● **GOAL**: Rewrite the lines below as a numbered list, skipping any blank lines and leaving the pictures out.

** Start RECORDS FOR THIS EXERCISE **

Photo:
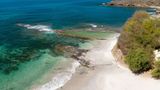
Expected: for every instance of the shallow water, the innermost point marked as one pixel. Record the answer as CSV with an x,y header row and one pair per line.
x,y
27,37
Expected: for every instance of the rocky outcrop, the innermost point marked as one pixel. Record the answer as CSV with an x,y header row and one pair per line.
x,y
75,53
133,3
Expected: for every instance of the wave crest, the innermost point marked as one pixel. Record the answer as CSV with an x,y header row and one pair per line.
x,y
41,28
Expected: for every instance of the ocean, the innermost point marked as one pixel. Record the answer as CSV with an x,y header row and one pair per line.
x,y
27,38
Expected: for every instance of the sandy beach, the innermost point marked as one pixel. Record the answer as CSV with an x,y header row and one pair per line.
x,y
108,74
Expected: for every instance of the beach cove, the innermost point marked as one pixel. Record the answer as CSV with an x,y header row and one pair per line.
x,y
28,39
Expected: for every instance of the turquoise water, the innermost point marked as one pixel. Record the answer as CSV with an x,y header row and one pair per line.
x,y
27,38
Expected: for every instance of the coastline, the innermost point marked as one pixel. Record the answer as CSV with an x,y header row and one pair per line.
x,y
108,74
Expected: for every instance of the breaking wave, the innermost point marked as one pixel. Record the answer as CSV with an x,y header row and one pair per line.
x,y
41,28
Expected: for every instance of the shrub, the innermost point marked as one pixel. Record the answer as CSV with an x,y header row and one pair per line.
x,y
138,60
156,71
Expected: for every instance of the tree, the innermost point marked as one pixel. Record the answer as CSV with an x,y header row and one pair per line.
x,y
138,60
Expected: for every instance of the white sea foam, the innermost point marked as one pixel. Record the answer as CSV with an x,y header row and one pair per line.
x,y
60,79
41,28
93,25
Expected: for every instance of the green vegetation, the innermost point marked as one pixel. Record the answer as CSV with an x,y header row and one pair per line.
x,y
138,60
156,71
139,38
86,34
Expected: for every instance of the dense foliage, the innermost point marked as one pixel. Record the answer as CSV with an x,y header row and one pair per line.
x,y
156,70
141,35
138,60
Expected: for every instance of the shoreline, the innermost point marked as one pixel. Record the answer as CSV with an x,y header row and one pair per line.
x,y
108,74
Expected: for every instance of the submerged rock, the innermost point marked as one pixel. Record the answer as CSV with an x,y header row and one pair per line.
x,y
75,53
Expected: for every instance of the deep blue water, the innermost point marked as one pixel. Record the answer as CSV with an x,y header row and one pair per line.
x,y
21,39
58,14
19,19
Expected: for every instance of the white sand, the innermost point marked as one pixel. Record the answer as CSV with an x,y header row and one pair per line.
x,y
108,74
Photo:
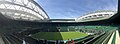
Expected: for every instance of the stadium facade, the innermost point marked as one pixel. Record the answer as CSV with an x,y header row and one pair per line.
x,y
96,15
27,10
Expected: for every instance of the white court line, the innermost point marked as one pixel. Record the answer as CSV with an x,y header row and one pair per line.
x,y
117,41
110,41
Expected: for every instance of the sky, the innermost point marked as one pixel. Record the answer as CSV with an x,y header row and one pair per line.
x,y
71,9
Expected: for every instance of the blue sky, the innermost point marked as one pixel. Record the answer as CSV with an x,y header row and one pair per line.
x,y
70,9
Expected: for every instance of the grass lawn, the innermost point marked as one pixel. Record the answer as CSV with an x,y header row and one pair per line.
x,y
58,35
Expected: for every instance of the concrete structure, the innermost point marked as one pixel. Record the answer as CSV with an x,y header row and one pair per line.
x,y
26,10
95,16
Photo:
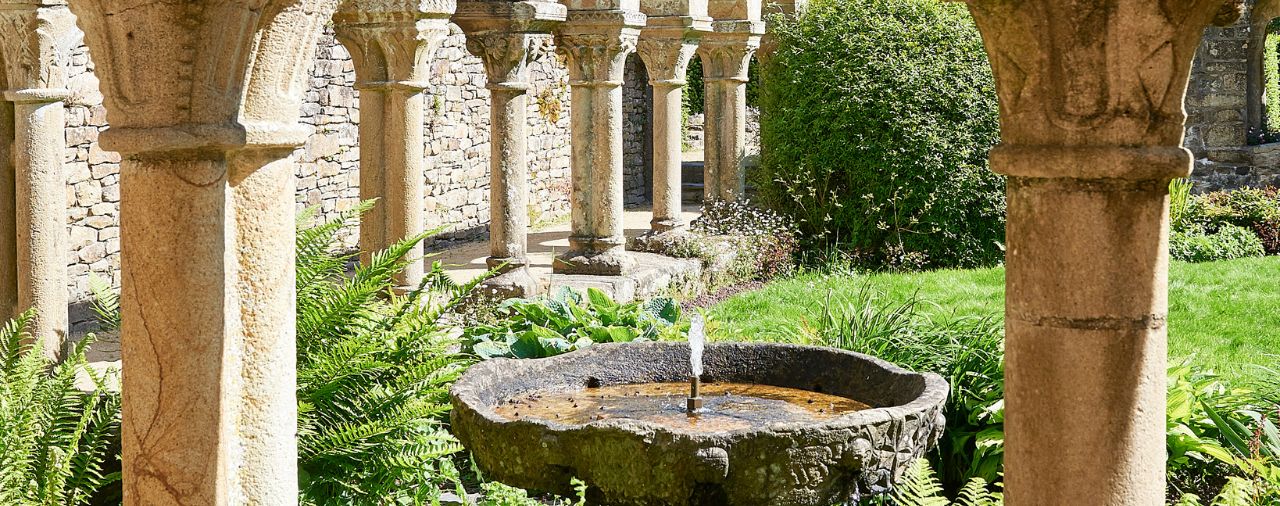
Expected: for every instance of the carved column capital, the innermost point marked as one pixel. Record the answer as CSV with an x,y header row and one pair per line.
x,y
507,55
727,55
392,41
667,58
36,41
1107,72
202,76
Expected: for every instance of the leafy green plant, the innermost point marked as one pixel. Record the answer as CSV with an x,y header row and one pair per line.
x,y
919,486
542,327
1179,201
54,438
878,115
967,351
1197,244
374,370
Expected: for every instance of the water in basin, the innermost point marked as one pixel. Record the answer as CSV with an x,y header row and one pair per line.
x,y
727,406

** End RECORDS FOR THIS EXERCISE **

● **RESPONSE**:
1. Photo:
2. Expected: for every instance of the shallow water, the innermost point marked as one pixel. Record the answer as CSV with an x,y header row and one pair per line.
3. x,y
4. 27,37
5. Expected: for every instance of the rocky outcrop, the innermost point marked as one pixel. Record the answer as CSV with an x,y header row and one pair per line.
6. x,y
7. 75,53
8. 133,3
9. Expected: for every instance of the wave crest, the innermost point marked as one pixel. Record the answer as CSV with an x,y header row and one pair per line.
10. x,y
11. 41,28
12. Expected: for every instance of the ocean, the innermost point marked as one pixel. Record the answer as CSV with an x,y header row and one pair per line.
13. x,y
14. 27,38
15. Expected: for every instance of the sandy beach, the innermost point marked as one pixel. Record the answer as CSV with an x,y header row and one pair per line.
16. x,y
17. 108,74
18. Expected: for every instance of the beach cove, the innermost point marked as one pixel. Record the answer as CSV with an x,y header row and one pair per line.
19. x,y
20. 28,39
21. Expected: for every instance of the turquoise water, the innermost point marked as one pixel. Record the answer as CSV with an x,y header row and one pair per line.
22. x,y
23. 27,38
24. Expected: for every instance of the coastline, the innermost point marked as one pixel. Record the answer as CSV with an x,y header row and one pair per line.
25. x,y
26. 108,74
27. Expected: for every instance of the breaking wave, the innermost point marked as one pixel. Record the answer as CSV with an x,y header row and one pair per line.
28. x,y
29. 41,28
30. Expected: for every instance of the shrub, the innermost point marked as one pixel. Record the answer as CSV with an x,y header row and one pair per line.
31. x,y
32. 138,60
33. 156,71
34. Expected: for every instance of the tree, the innermost point marked as one pixel. Record the answer as CSV with an x,y header row and one pair per line.
35. x,y
36. 138,60
37. Expected: for every instance of the white sea foam, the innermost point marked as one pixel. Record the answer as CSV with an x,y header row and one pair per line.
38. x,y
39. 60,79
40. 41,28
41. 93,25
42. Expected: for every instance of the green vegetation, the innermost point marked as one pixel. Record the answer as CSV with an x,y header row and one pair per line.
43. x,y
44. 138,60
45. 156,71
46. 139,38
47. 86,34
48. Expected: for every instance of the dense foliage, the innermost point marked as one pixel. Record the answer as CSV with an x,y header row and one pair per line.
49. x,y
50. 156,70
51. 141,35
52. 138,60
53. Expected: for every instance of the shoreline, the innermost point marked as one pixel. Record the answer as CSV with an x,y header row and one pair per line.
54. x,y
55. 108,74
56. Expected: for every instance of the submerged rock, the innermost point marked as one pixel. Record the answer as CSV with an x,y header row and one pair per line.
57. x,y
58. 75,53
59. Expected: for every instance of the deep blue water, the innermost point marked as one pixel. Record the answer as CSV with an x,y header row and one pair per line.
60. x,y
61. 21,39
62. 58,14
63. 19,19
64. Expected: for every instance of the white sand, the innermost point marked as one pixel. Record the answer as CSV with an x,y header row and one pair per line.
65. x,y
66. 108,74
67. Photo:
68. Expected: for every instance of the stadium facade, the innermost point marked as one pixel. Record the answer as CSV with an x,y header row and one pair per line.
69. x,y
70. 96,15
71. 27,10
72. Expected: for every instance of the white court line, the innermost point marked as one pixel. Record the answer as CSV with an x,y header row and one pair per line.
73. x,y
74. 117,41
75. 110,41
76. Expected: for every instance of the sky, the innermost point marked as one pixel. Record the answer as CSV with an x,y header row and one pair per line.
77. x,y
78. 71,9
79. Expected: for every instance of the blue sky, the innermost point marked as one pixel. Record the answer as CSV with an x,y header row and one pair per line.
80. x,y
81. 70,9
82. Expected: for every instance of the grass lawn, the innermost point marked as one pixel. Record the answer as CSV with an x,y header row and one pair per line.
83. x,y
84. 58,35
85. Expected: for every instance of the concrete structure, the innermost point marked as one pixel. Record the answer as CSV with an x,y header row and one pair per line.
86. x,y
87. 26,10
88. 95,16
89. Photo:
90. Expected: for every instance of the carved column capital, the innermost point marked as one pixel. Record the answer as CSV with an x,y header row and one pair per line.
91. x,y
92. 507,55
93. 727,55
94. 392,41
95. 667,58
96. 36,41
97. 1107,72
98. 202,76
99. Expected: for every instance of the leafy green plant, the innermost point marked as one pixel. Record the answer as CSV with an x,y header row and one pair per line.
100. x,y
101. 919,486
102. 542,327
103. 1179,201
104. 54,438
105. 878,115
106. 967,351
107. 1197,244
108. 374,370
109. Expected: for every instance of the water in basin, the innermost point marked as one pixel. Record the answer as CSV with an x,y header row and one pair per line.
110. x,y
111. 727,406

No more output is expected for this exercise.